Page text:
-- -- --

But all you're really proving is that people are easily offended, not that offensiveness is the mark of great literature. The Da Vinci Code offended a good number of Catholics and Protestants, but I doubt that anyone would mark that as Great Literature.

Beowulf is regarded as great literature, and offends no one, except the majority of high school students, who don't understand its relevance.

Moby Dick is also regarded as great literature, and both my mother and grandmother approve of me reading it. Even if it does offend them that I read it at the dinner table.

Perhaps what you're REALLY trying to say is that great literature challenges us, which is not exactly the same thing as saying that great literature will offend.

Birol
02-20-2005, 02:11 PM
Perhaps what you're REALLY trying to say is that great literature challenges us, which is not exactly the same thing as saying that great literature will offend.



I don't think great literature challenges us as much as it creates an emotional response in the reader. That response can be positive in that it produces laughter or provides the reader with a sense of well-being or it can be negative, producing emotions such as sadness, guilt, regret, or anger.

Some individuals do not respond as well to the negative emotions and take the reaction personally. Rather than enjoying the artist's skill in tapping into those emotions, they attack the work. Because of those attacks, the works that inspire those feelings get the most publicity.

Just my theory.

TashaGoddard
02-20-2005, 02:22 PM
I think the point is more that all literature will offend someone. Some people will be offended by strong language, some people will be offended by a lack of strong language (e.g. feel patronised), some people will be offended by violence, some people will be offended by sex, some people will be offended by schmaltzy (sp?) romantic happy endings (e.g. unrealistic?). There are more than 6 billion people in the world and every single one of them is different. It would be impossible to write something that would please all the people in the world.

Or maybe that wasn't the point?

Hang of Thursdays
02-20-2005, 02:34 PM
I don't think great literature challenges us as much as it creates an emotional response in the reader. That response can be positive in that it produces laughter or provides the reader with a sense of well-being or it can be negative, producing emotions such as sadness, guilt, regret, or anger.

Some individuals do not respond as well to the negative emotions and take the reaction personally. Rather than enjoying the artist's skill in tapping into those emotions, they attack the work. Because of those attacks, the works that inspire those feelings get the most publicity.

-- -- --

What to do: Summarize the forum discussion about literature and offense above in three sentences.

Collected data:
-- -- --

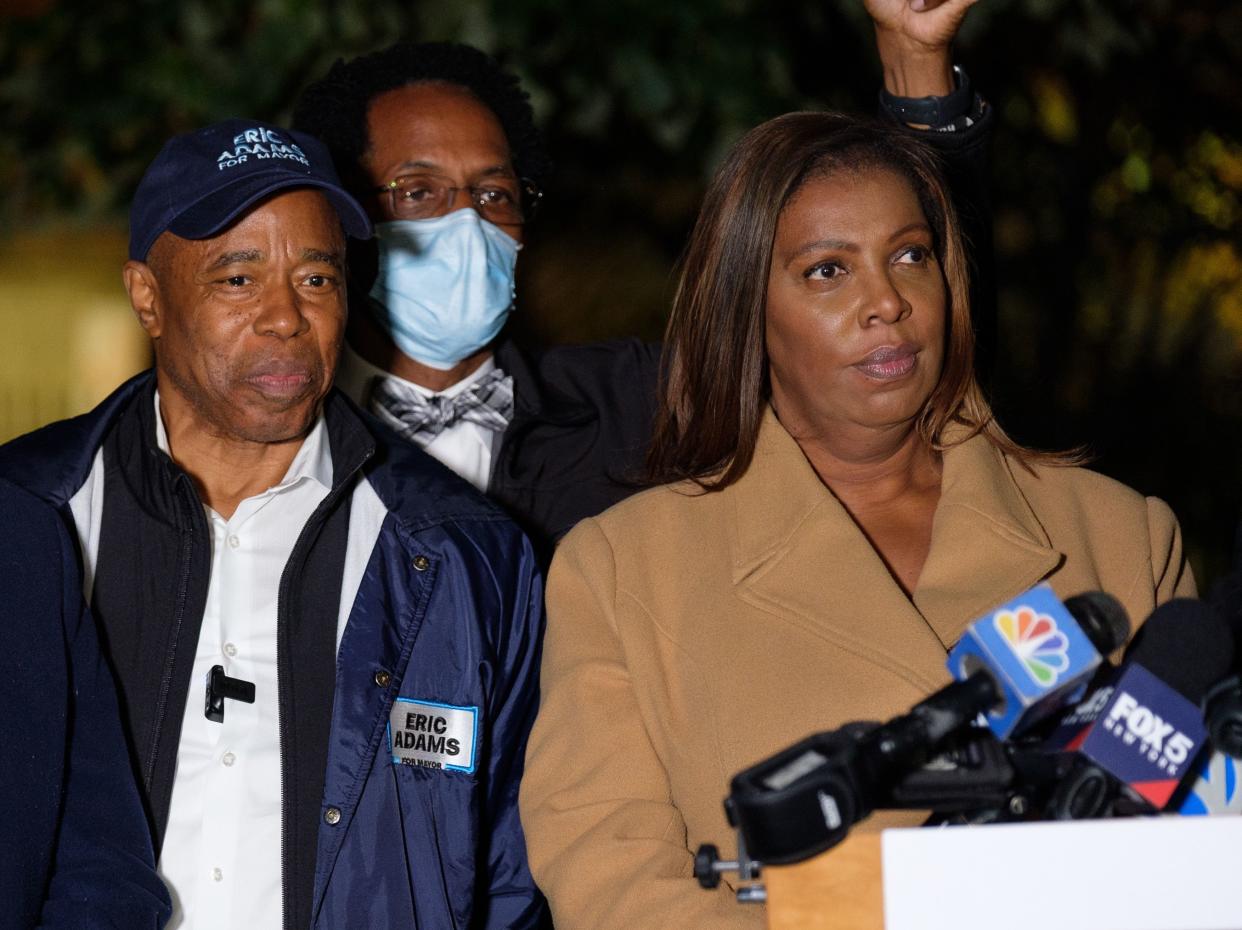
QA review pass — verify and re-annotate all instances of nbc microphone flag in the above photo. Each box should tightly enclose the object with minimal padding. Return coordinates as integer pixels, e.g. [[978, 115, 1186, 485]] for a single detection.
[[948, 584, 1102, 740]]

-- -- --

Solved problem: One participant argues that offending people proves only that people are easily offended, not that offensiveness marks great literature, and points out that The Da Vinci Code offended many readers while Beowulf and Moby Dick are regarded as great literature without offending. Birol replies that great literature creates an emotional response rather than challenging readers, and that some readers take negative emotions personally and attack the work, which gives such works the most publicity. TashaGoddard argues that all literature will offend someone because every person is different, so it would be impossible to write something that pleases everyone.